[Stored items from a collection]
====
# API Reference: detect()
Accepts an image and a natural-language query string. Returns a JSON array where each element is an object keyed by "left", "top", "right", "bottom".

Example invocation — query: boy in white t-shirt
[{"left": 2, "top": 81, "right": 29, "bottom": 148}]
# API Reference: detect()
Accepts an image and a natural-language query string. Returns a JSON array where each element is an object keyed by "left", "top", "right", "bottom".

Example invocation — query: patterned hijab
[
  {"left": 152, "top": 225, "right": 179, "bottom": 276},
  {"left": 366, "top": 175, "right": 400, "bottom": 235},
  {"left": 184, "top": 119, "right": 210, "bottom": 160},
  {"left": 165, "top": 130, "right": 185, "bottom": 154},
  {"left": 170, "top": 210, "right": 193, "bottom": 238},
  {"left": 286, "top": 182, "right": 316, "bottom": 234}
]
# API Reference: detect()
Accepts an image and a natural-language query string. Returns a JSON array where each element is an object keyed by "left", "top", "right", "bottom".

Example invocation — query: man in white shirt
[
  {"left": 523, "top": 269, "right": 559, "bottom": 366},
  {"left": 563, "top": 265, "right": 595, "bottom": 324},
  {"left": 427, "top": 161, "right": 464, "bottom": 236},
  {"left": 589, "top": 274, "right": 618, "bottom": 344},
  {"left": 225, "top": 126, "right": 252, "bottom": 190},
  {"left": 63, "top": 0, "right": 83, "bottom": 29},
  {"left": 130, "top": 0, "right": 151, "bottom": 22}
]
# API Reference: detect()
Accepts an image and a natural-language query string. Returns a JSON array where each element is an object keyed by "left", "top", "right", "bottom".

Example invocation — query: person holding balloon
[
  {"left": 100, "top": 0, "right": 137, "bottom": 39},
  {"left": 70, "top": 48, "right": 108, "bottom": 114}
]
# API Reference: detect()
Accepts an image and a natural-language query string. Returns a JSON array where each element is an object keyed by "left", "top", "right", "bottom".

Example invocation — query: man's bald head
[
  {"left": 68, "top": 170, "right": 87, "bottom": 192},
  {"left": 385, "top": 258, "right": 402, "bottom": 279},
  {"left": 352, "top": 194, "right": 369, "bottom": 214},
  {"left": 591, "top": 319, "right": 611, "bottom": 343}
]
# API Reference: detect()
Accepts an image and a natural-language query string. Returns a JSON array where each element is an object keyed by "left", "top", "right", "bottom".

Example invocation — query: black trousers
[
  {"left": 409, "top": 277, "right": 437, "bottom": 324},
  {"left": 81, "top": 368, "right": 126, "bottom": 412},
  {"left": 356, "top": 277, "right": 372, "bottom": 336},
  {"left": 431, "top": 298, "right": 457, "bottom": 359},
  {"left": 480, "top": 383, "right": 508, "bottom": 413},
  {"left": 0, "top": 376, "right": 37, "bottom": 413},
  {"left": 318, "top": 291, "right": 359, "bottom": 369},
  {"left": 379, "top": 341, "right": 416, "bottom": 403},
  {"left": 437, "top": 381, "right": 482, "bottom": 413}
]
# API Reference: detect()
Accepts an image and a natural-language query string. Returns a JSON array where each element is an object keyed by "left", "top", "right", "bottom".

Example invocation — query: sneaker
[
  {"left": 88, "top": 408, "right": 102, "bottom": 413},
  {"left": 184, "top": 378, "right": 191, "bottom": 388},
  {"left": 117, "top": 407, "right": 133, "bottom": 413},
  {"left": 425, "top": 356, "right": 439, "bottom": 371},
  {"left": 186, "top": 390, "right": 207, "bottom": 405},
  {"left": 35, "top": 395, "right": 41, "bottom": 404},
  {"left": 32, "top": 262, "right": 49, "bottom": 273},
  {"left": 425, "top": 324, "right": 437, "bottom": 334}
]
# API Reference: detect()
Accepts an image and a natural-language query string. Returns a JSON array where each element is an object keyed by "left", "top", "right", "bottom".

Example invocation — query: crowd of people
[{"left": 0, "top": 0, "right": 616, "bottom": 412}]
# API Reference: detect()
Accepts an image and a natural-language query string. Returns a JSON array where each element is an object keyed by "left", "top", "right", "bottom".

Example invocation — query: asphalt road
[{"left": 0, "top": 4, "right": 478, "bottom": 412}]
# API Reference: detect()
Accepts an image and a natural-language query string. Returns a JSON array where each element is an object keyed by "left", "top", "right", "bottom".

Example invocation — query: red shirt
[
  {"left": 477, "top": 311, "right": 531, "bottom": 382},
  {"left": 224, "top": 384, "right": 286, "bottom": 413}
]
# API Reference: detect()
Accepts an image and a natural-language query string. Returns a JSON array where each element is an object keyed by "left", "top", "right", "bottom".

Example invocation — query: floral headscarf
====
Task to carry out:
Print the data above exactly as it reads.

Response to the exercise:
# API Reference: detect()
Accepts an image and a natural-language query string. Returns a JSON array where each element is an object keyed by "left", "top", "right", "bottom".

Example invocation — query: boy in white t-shirt
[{"left": 2, "top": 81, "right": 29, "bottom": 148}]
# API Reference: detect()
Accepts an image and a natural-language query string. Returns a JSON array where each element is an object keyed by "left", "top", "right", "bottom".

Example invocation — query: patterned hijab
[
  {"left": 152, "top": 225, "right": 179, "bottom": 276},
  {"left": 366, "top": 175, "right": 400, "bottom": 235},
  {"left": 184, "top": 119, "right": 210, "bottom": 160},
  {"left": 165, "top": 130, "right": 185, "bottom": 154},
  {"left": 170, "top": 210, "right": 193, "bottom": 238},
  {"left": 286, "top": 182, "right": 316, "bottom": 234}
]
# API Reference: detect()
Accepts an image and a natural-language query string. Returns a JSON array where each element is an object keyed by "left", "top", "right", "bottom".

Example invocation — query: man in white shirt
[
  {"left": 523, "top": 269, "right": 559, "bottom": 366},
  {"left": 563, "top": 265, "right": 595, "bottom": 324},
  {"left": 427, "top": 161, "right": 464, "bottom": 236},
  {"left": 589, "top": 274, "right": 618, "bottom": 344},
  {"left": 225, "top": 126, "right": 252, "bottom": 190},
  {"left": 63, "top": 0, "right": 83, "bottom": 29},
  {"left": 130, "top": 0, "right": 151, "bottom": 22}
]
# API Reference: detect()
Accepts an image and a natural-language query string. Returns a JSON array where each element is an object keyed by "left", "top", "right", "bottom".

Example invocation — query: person holding balloon
[
  {"left": 100, "top": 0, "right": 137, "bottom": 39},
  {"left": 70, "top": 48, "right": 108, "bottom": 114}
]
# API Reference: detect()
Accepts an image and a natural-language query string. Returns a JSON array where each element is an object keyed by "left", "top", "right", "bottom".

Example invocation — query: man's bald head
[
  {"left": 68, "top": 170, "right": 87, "bottom": 192},
  {"left": 385, "top": 258, "right": 402, "bottom": 279},
  {"left": 352, "top": 194, "right": 369, "bottom": 214},
  {"left": 591, "top": 319, "right": 611, "bottom": 343}
]
# API Reference: detect()
Accepts an image and a natural-language query string. Returns a JSON array where each element is an object keyed by "left", "top", "right", "bottom".

Example invocation — query: black trousers
[
  {"left": 409, "top": 277, "right": 437, "bottom": 324},
  {"left": 81, "top": 368, "right": 126, "bottom": 412},
  {"left": 356, "top": 277, "right": 372, "bottom": 336},
  {"left": 431, "top": 298, "right": 457, "bottom": 359},
  {"left": 480, "top": 383, "right": 508, "bottom": 413},
  {"left": 0, "top": 376, "right": 37, "bottom": 413},
  {"left": 318, "top": 291, "right": 359, "bottom": 369},
  {"left": 379, "top": 341, "right": 416, "bottom": 403},
  {"left": 437, "top": 381, "right": 482, "bottom": 413}
]
# API Reference: detect()
Accepts an image and a natural-language query string. Returns a JSON array where each element is an object keyed by "left", "top", "right", "bottom".

Example invocation — query: sneaker
[
  {"left": 88, "top": 408, "right": 102, "bottom": 413},
  {"left": 184, "top": 378, "right": 191, "bottom": 388},
  {"left": 117, "top": 407, "right": 133, "bottom": 413},
  {"left": 425, "top": 356, "right": 439, "bottom": 371},
  {"left": 186, "top": 390, "right": 207, "bottom": 405},
  {"left": 35, "top": 395, "right": 41, "bottom": 404},
  {"left": 32, "top": 262, "right": 49, "bottom": 273},
  {"left": 425, "top": 324, "right": 437, "bottom": 334}
]
# API Reference: detect()
Accepts an image and a natural-language query string. Returns a JSON array where each element is an object keyed by "left", "top", "right", "bottom".

Example invocation — query: crowd of people
[{"left": 0, "top": 0, "right": 616, "bottom": 412}]
# API Reference: detect()
Accepts an image and a natural-language query string. Returns a JSON array where each element is an object keyed by "left", "top", "right", "bottom".

Example invocation — query: asphalt road
[{"left": 0, "top": 4, "right": 478, "bottom": 412}]
# API Reference: detect()
Accepts an image and a natural-language query string. Returns a JSON array where each element is an object keyed by "left", "top", "right", "bottom".

Example invocation — query: red shirt
[
  {"left": 477, "top": 311, "right": 531, "bottom": 382},
  {"left": 224, "top": 384, "right": 286, "bottom": 413}
]
# API Reference: detect()
Accepts an image and a natural-language query string. Returns a JSON array where each element is an object keyed by "left", "top", "right", "bottom".

Example invocation — query: floral headscarf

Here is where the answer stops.